▸ What to produce
Retype the data that follows line by line, exactly, and leave its pictures out.

[Region segmentation data]
● ● ● ● ● ● ●

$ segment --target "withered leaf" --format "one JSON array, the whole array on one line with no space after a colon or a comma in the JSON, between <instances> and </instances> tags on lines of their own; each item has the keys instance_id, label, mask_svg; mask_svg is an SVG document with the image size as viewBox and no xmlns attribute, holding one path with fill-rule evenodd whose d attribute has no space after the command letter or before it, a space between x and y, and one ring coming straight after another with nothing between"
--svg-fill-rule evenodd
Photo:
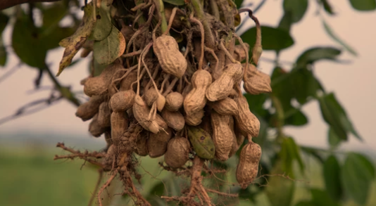
<instances>
[{"instance_id":1,"label":"withered leaf","mask_svg":"<svg viewBox=\"0 0 376 206\"><path fill-rule=\"evenodd\" d=\"M93 55L99 64L108 65L123 55L125 49L125 39L123 34L113 25L111 32L107 38L94 42Z\"/></svg>"},{"instance_id":2,"label":"withered leaf","mask_svg":"<svg viewBox=\"0 0 376 206\"><path fill-rule=\"evenodd\" d=\"M70 64L72 59L80 49L82 47L95 26L95 20L93 18L92 15L92 4L88 4L84 8L84 12L82 22L76 32L72 36L61 40L59 43L59 45L65 47L65 50L64 51L63 58L60 62L60 66L56 76L60 75L64 68Z\"/></svg>"}]
</instances>

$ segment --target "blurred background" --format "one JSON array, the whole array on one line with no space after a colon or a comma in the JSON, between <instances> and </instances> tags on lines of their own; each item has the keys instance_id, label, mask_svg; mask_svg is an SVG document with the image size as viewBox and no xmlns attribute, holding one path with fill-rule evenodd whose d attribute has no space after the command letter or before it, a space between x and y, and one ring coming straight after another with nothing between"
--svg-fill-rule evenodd
<instances>
[{"instance_id":1,"label":"blurred background","mask_svg":"<svg viewBox=\"0 0 376 206\"><path fill-rule=\"evenodd\" d=\"M261 1L263 6L255 13L262 25L278 26L283 15L283 1L252 1L249 6L254 8ZM339 56L340 63L320 61L315 64L315 74L321 80L327 91L334 91L337 99L346 110L363 141L349 138L342 143L339 151L358 151L376 161L376 12L360 12L354 10L349 1L330 1L335 15L321 13L318 17L318 4L315 1L308 1L308 7L303 19L292 25L290 33L294 44L281 53L280 60L287 65L294 63L299 55L306 48L313 46L340 46L324 32L322 19L330 25L340 38L351 46L357 53L353 56L344 51ZM80 2L83 4L83 2ZM81 12L75 8L77 12ZM9 11L9 10L8 10ZM37 14L36 14L37 15ZM241 15L246 18L245 14ZM39 19L40 20L40 19ZM38 18L36 18L38 21ZM69 24L69 20L63 23ZM253 26L253 22L247 22L248 27ZM14 114L25 103L48 96L53 83L49 78L42 79L38 91L33 90L33 81L38 71L25 65L18 67L20 60L11 48L12 25L8 24L3 32L4 45L8 52L6 66L0 69L0 119ZM239 30L239 33L242 34ZM58 71L58 63L63 49L57 48L49 51L47 64L53 73ZM272 51L264 51L258 67L267 74L271 74L274 63L268 59L274 59ZM75 57L75 59L79 58ZM68 68L58 80L64 85L71 85L73 91L81 91L83 87L80 81L88 75L89 60L83 59ZM93 191L98 174L95 168L82 167L82 160L54 161L55 154L63 153L56 148L57 142L64 142L66 146L77 149L100 150L106 146L104 137L95 139L87 131L89 122L82 122L75 115L76 107L63 101L38 111L34 114L6 121L0 124L0 200L2 205L85 205ZM295 138L297 143L327 149L327 125L320 114L319 104L311 102L302 108L308 118L305 126L287 127L285 133ZM161 159L163 160L163 159ZM233 161L234 160L231 160ZM305 161L309 160L305 159ZM229 160L230 161L230 160ZM308 161L309 162L309 161ZM155 170L160 169L158 161L143 158L142 165ZM314 161L310 172L303 179L309 184L324 187L321 169ZM163 179L165 173L159 174ZM152 180L152 178L150 178ZM154 179L155 180L155 179ZM153 187L152 181L149 187ZM304 183L307 184L307 183ZM148 187L145 186L144 193ZM299 193L298 192L298 193ZM366 205L376 205L376 184L374 182L370 192L370 199ZM294 196L295 201L305 197L301 193ZM262 205L270 204L265 197L258 197ZM4 202L5 201L5 202ZM265 202L263 202L265 201ZM74 202L73 204L72 202ZM243 203L251 205L251 202ZM118 205L125 205L125 202ZM350 201L346 205L356 205Z\"/></svg>"}]
</instances>

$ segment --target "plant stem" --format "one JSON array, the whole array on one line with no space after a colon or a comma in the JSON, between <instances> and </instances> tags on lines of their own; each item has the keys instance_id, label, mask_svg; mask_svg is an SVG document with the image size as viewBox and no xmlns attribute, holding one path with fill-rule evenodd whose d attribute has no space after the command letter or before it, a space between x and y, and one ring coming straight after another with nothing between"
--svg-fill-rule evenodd
<instances>
[{"instance_id":1,"label":"plant stem","mask_svg":"<svg viewBox=\"0 0 376 206\"><path fill-rule=\"evenodd\" d=\"M203 30L205 30L205 40L206 41L206 46L210 49L214 49L215 47L215 43L214 41L214 37L211 33L211 28L209 25L209 23L204 17L203 10L202 6L199 2L199 0L191 0L191 2L193 5L194 12L197 15L197 18L202 22L203 25Z\"/></svg>"},{"instance_id":2,"label":"plant stem","mask_svg":"<svg viewBox=\"0 0 376 206\"><path fill-rule=\"evenodd\" d=\"M162 33L164 33L167 30L167 21L165 20L165 7L163 5L163 1L162 0L155 0L155 3L157 6L157 9L159 11L159 13L161 15L161 30L162 30Z\"/></svg>"}]
</instances>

● ● ● ● ● ● ●

▸ The answer
$ segment --target "withered leaf" --format "one JSON array, the whole array on one line with no space after a colon or a comma in the JSON, between <instances> and </instances> tags on lines of their own; each item has the keys instance_id, label, mask_svg; mask_svg is an SVG document with the image size as viewBox and no xmlns attribute, holding one path with fill-rule evenodd whose d attribute has no space after the command letter or before it, a space between x and y, and one ring coming straight after another with nothing between"
--svg-fill-rule evenodd
Photo:
<instances>
[{"instance_id":1,"label":"withered leaf","mask_svg":"<svg viewBox=\"0 0 376 206\"><path fill-rule=\"evenodd\" d=\"M93 55L99 64L108 65L123 55L125 49L125 39L123 34L113 25L111 32L107 38L94 42Z\"/></svg>"},{"instance_id":2,"label":"withered leaf","mask_svg":"<svg viewBox=\"0 0 376 206\"><path fill-rule=\"evenodd\" d=\"M70 64L72 59L80 49L82 47L95 26L95 20L93 18L92 15L92 4L88 4L84 8L84 12L82 22L76 32L72 36L61 40L59 43L59 45L65 47L65 50L64 51L63 58L60 62L60 66L56 76L60 75L64 68Z\"/></svg>"}]
</instances>

$ segment --target "blurred background" --format "one JSON array, the whole array on one line with no space after a colon or a comma in the JSON, between <instances> and </instances> tags on lines of their own; each item has the keys instance_id, label, mask_svg; mask_svg is an SVG document with the image size as viewBox and no xmlns attribute, holding one path with fill-rule evenodd whose d attribute has no space after the command letter or before it, a space between x and y, and one ring coming straight after another with nothing between"
--svg-fill-rule evenodd
<instances>
[{"instance_id":1,"label":"blurred background","mask_svg":"<svg viewBox=\"0 0 376 206\"><path fill-rule=\"evenodd\" d=\"M261 1L263 6L255 13L262 25L278 26L283 15L283 1L252 1L249 6L254 8ZM339 56L340 63L320 61L315 64L315 74L321 80L327 91L334 91L337 99L346 110L363 141L349 138L342 143L339 151L358 151L376 161L376 12L360 12L354 10L349 1L330 1L335 15L321 13L318 17L318 4L315 1L308 1L308 7L303 19L292 25L290 33L294 44L281 53L280 60L287 65L294 63L299 55L306 48L313 46L340 46L324 32L322 19L330 25L340 38L351 46L357 53L353 56L344 51ZM80 2L83 4L83 2ZM81 12L75 8L77 12ZM9 11L9 10L8 10ZM37 14L36 14L37 15ZM241 15L246 18L245 14ZM39 19L40 20L40 19ZM38 18L36 18L38 21ZM69 24L69 20L63 23ZM253 26L253 22L247 22L248 27ZM14 114L25 103L48 96L53 83L49 78L42 79L38 91L33 90L33 81L38 71L25 65L18 67L20 60L11 48L12 25L8 24L3 32L4 45L8 52L6 66L0 69L0 119ZM239 30L239 33L242 34ZM58 71L58 63L63 49L57 48L49 51L47 64L53 73ZM272 51L264 51L258 67L267 74L271 74L274 63L268 59L274 59ZM75 57L75 59L79 58ZM68 68L58 80L64 85L71 85L73 91L81 91L83 87L80 81L88 75L89 60L83 59ZM93 191L98 174L95 168L82 167L82 160L54 161L55 154L63 153L56 148L57 142L64 142L66 146L77 149L100 150L106 146L104 137L95 139L87 131L89 122L82 122L75 115L76 107L63 101L38 111L34 114L6 121L0 124L0 200L2 205L85 205ZM295 138L297 143L327 149L327 125L320 114L319 104L311 102L302 108L308 118L305 126L287 127L285 133ZM161 159L163 160L163 159ZM233 161L234 160L231 160ZM305 161L309 160L305 159ZM229 160L230 161L230 160ZM308 161L309 162L309 161ZM155 170L160 169L158 161L143 158L142 165ZM314 161L310 172L303 179L309 184L324 187L321 169ZM163 179L165 173L159 174ZM152 180L152 178L150 178ZM154 179L155 180L155 179ZM153 187L152 181L149 187ZM304 183L307 184L307 183ZM148 187L145 186L144 193ZM299 193L298 192L298 193ZM366 205L376 205L376 184L374 182L370 192L370 199ZM294 196L295 201L305 197L301 193ZM262 205L270 204L265 197L258 197ZM4 202L5 201L5 202ZM265 202L263 202L265 201ZM74 202L73 204L72 202ZM243 203L251 205L251 202ZM118 205L125 205L125 202ZM350 201L346 205L356 205Z\"/></svg>"}]
</instances>

$ segment --target "plant stem" --format "one JSON array, the whole array on one line with no space after a colon or a comma in the JSON, between <instances> and </instances> tags on lines of their own; each item has the keys instance_id, label, mask_svg; mask_svg is an SVG document with the image size as viewBox and no xmlns attribute, holding one path with fill-rule evenodd whose d attribute has no space after the command letter or before it, a space between x and y, and one ring coming straight after another with nothing between"
--svg-fill-rule evenodd
<instances>
[{"instance_id":1,"label":"plant stem","mask_svg":"<svg viewBox=\"0 0 376 206\"><path fill-rule=\"evenodd\" d=\"M203 30L205 30L205 40L206 41L206 46L210 49L214 49L215 47L215 43L214 41L214 37L211 33L211 28L209 25L209 23L204 17L203 10L202 6L199 2L199 0L191 0L191 2L193 5L194 12L197 15L197 18L202 22L203 25Z\"/></svg>"},{"instance_id":2,"label":"plant stem","mask_svg":"<svg viewBox=\"0 0 376 206\"><path fill-rule=\"evenodd\" d=\"M162 33L164 33L167 30L167 21L165 20L165 7L163 5L163 1L162 0L155 0L155 3L157 6L157 9L159 11L159 13L161 15L161 30L162 30Z\"/></svg>"}]
</instances>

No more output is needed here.